Goal: Scale the data from its beginning up to and including the line containing "(1171, 602)", reproducing every line in that span, requests included, but multiplying each point coordinate by 1.5 and rounding to the nearest whole number, with halves rounded up. Do not include the pictures in the answer.

Entries provided:

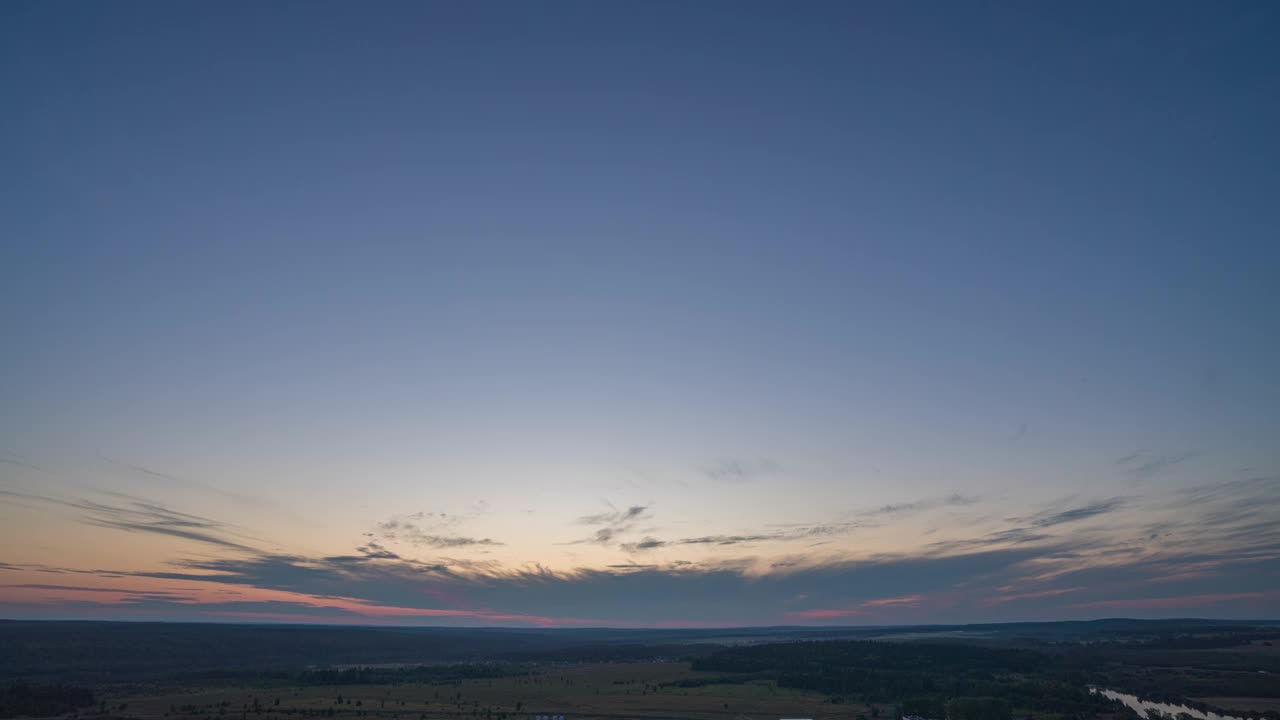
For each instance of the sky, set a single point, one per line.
(639, 314)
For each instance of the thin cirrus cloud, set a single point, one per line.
(1063, 560)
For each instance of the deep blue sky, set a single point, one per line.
(740, 264)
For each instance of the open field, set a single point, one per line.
(613, 692)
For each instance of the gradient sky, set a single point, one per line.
(650, 313)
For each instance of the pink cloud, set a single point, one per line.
(865, 607)
(1010, 597)
(1169, 602)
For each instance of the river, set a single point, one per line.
(1142, 706)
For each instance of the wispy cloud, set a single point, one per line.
(1142, 465)
(615, 523)
(1050, 518)
(741, 469)
(1171, 602)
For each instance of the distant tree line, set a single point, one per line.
(986, 683)
(42, 701)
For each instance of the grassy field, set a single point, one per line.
(580, 692)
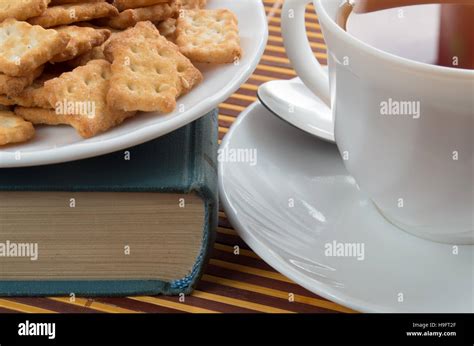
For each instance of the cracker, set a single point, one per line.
(129, 18)
(73, 13)
(167, 28)
(208, 36)
(123, 5)
(83, 39)
(24, 48)
(12, 86)
(79, 99)
(193, 4)
(148, 72)
(22, 9)
(14, 129)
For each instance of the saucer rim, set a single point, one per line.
(277, 262)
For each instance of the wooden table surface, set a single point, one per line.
(232, 283)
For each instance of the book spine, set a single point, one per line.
(204, 183)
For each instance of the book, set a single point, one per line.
(135, 222)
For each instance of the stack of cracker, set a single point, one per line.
(92, 64)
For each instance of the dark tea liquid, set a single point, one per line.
(438, 34)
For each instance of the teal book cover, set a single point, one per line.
(181, 163)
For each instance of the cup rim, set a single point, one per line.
(392, 58)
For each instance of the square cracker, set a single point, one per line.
(22, 9)
(24, 48)
(193, 4)
(79, 99)
(128, 4)
(129, 18)
(73, 13)
(208, 36)
(14, 129)
(12, 86)
(83, 39)
(148, 71)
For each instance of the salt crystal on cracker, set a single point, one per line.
(193, 4)
(22, 9)
(128, 4)
(208, 36)
(12, 86)
(83, 39)
(148, 71)
(73, 13)
(80, 99)
(129, 18)
(14, 129)
(24, 48)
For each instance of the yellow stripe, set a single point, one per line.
(85, 303)
(310, 34)
(262, 78)
(249, 87)
(15, 306)
(307, 15)
(277, 293)
(239, 303)
(308, 25)
(316, 45)
(227, 118)
(244, 97)
(232, 107)
(227, 231)
(250, 270)
(230, 249)
(223, 129)
(277, 69)
(173, 305)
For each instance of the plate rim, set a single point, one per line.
(93, 149)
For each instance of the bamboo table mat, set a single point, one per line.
(232, 283)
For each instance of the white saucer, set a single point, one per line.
(297, 169)
(62, 144)
(293, 102)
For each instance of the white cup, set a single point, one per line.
(418, 170)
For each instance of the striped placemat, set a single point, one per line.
(232, 283)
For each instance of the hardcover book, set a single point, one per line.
(138, 221)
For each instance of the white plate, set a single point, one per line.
(299, 170)
(61, 144)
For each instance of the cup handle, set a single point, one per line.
(299, 51)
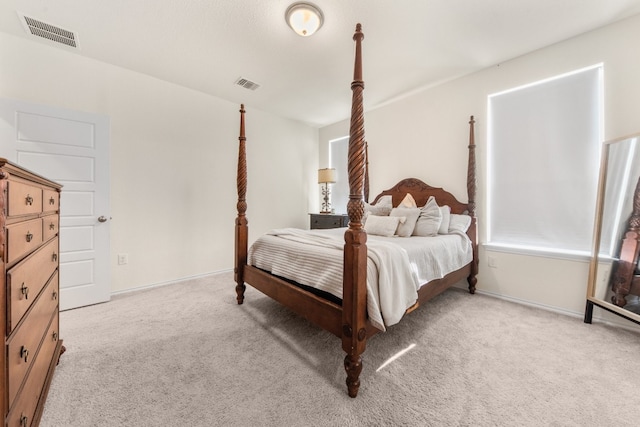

The answer:
For each instance of the sky, set a single point, one per line.
(959, 471)
For each instance of the thin cirrus cloud, set a single point, one per line.
(1595, 840)
For each instance of the deep blue sky, set a single point, one per line.
(1110, 396)
For each instance of the open field, set a single point, one per line.
(920, 1038)
For each instance of the gradient sky, set a single point, one per line.
(975, 470)
For each instance of the pink cloud, set a single point, one per line.
(1298, 911)
(1515, 896)
(1754, 903)
For each instance of the river, set a single point, one per line.
(1713, 1059)
For each instance of the wispy cloud, set a single point, one per line.
(1713, 698)
(923, 785)
(1575, 777)
(1112, 704)
(1757, 903)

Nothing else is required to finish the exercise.